-------- Source text

The parties' marriage was dissolved on December 27, 1994, following a 23-year marriage.   Three children were born to the marriage.   One child, having not yet reached majority, was still living with Patricia at the time of the dissolution.   During the marriage, Patricia attained a bachelor's degree in education from Northern Illinois University.   She also received certification to teach home economics in grades 6 through 12.   However, she never worked as a teacher during the marriage.   Patricia worked primarily as a homemaker during this time, although she worked occasionally outside the home while her youngest child went to school.   At the time of the dissolution, James was employed as a city administrator and was earning approximately $70,000 a year.

----------------

Copy out the passage about the dissolution of Patricia and James's marriage in full, word for word.

-------- Dataset entries

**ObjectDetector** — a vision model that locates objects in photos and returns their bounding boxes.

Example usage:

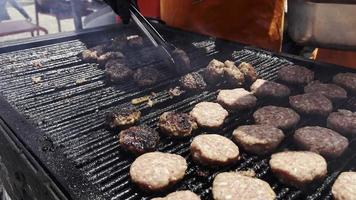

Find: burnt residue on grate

[0,25,355,199]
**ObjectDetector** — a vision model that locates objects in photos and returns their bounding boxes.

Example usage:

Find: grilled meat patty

[289,93,333,116]
[158,112,198,137]
[217,88,257,110]
[304,81,347,101]
[130,152,188,191]
[326,110,356,136]
[190,102,229,128]
[293,126,349,158]
[212,172,276,200]
[331,172,356,200]
[180,72,207,91]
[269,151,327,188]
[190,134,239,166]
[250,79,291,98]
[106,108,141,128]
[233,125,284,155]
[119,126,159,155]
[253,106,300,130]
[278,65,314,84]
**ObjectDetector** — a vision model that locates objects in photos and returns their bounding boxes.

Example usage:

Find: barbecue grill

----------------

- _Task solution_
The parties' marriage was dissolved on December 27, 1994, following a 23-year marriage.   Three children were born to the marriage.   One child, having not yet reached majority, was still living with Patricia at the time of the dissolution.   During the marriage, Patricia attained a bachelor's degree in education from Northern Illinois University.   She also received certification to teach home economics in grades 6 through 12.   However, she never worked as a teacher during the marriage.   Patricia worked primarily as a homemaker during this time, although she worked occasionally outside the home while her youngest child went to school.   At the time of the dissolution, James was employed as a city administrator and was earning approximately $70,000 a year.